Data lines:
■ ■ ■ ■ ■ ■ ■
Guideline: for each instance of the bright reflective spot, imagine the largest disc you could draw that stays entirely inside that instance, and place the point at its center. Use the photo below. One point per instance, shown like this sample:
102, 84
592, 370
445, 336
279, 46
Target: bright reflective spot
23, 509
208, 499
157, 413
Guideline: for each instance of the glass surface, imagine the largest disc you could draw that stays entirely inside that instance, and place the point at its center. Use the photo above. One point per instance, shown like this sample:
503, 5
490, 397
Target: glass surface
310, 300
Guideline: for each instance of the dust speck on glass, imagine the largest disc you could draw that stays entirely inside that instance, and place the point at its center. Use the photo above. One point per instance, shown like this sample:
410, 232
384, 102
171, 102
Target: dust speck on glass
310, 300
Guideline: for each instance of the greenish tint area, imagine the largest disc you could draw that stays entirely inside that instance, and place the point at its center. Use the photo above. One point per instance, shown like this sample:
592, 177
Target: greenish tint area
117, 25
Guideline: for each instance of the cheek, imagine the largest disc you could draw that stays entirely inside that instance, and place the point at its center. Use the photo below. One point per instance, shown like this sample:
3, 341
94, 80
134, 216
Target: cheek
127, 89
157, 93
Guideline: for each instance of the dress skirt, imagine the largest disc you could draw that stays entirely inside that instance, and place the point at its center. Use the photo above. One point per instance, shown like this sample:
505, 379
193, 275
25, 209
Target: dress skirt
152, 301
■ ■ ■ ■ ■ ■ ■
Recast the material above as a Markdown table with two columns, "Number" and "Entry." Give each line its own row and omit blank lines.

_Finished task_
| Number | Entry |
|---|---|
| 1 | Guideline: for each instance of the bright reflective spot, imagine the largest disc you could draw that stays entirely inside that instance, and place the point at its center. Use the photo below. One point per instance, shown like this sample: |
| 2 | 102, 84 |
| 3 | 592, 370 |
| 4 | 445, 336 |
| 5 | 279, 46 |
| 6 | Target: bright reflective spot |
| 7 | 23, 509 |
| 8 | 208, 499 |
| 9 | 157, 413 |
| 10 | Guideline: for each instance of the glass surface, imagine the largest disc you could draw that stays entirely inside that instance, and place the point at its center. Use the photo above. One point per instance, shown like this sample: |
| 11 | 503, 5 |
| 12 | 490, 397 |
| 13 | Target: glass surface |
| 14 | 310, 300 |
| 15 | Guideline: for each instance of the dust speck on glass, imagine the largest disc you could draw that stays entirely inside that instance, and place the point at its center. Use the photo above. One point per instance, shown like this sample: |
| 16 | 410, 232 |
| 17 | 384, 102 |
| 18 | 171, 102 |
| 19 | Target: dust speck on glass |
| 20 | 310, 300 |
| 21 | Guideline: for each instance of the greenish tint area, imagine the largest disc you could draw that stays entirely inside that instance, and place the point at its center. Use the photo above. One point per instance, shown like this sample: |
| 22 | 592, 177 |
| 23 | Target: greenish tint area |
| 24 | 117, 25 |
| 25 | Guideline: for each instance of the cheek, imagine the largest disc you could draw that stays entirely inside that instance, and place the point at its center. Use the photo below. One point per instance, shown like this sample: |
| 26 | 3, 341 |
| 27 | 94, 80 |
| 28 | 134, 216 |
| 29 | Target: cheek |
| 30 | 127, 89 |
| 31 | 157, 93 |
| 32 | Guideline: for each instance of the dress skirt, imagine the largest disc you could draw that stays entirely inside that instance, and place the point at its center. Use the photo above. One point per instance, shown like this sample: |
| 33 | 505, 379 |
| 34 | 193, 275 |
| 35 | 25, 209 |
| 36 | Target: dress skirt |
| 37 | 152, 301 |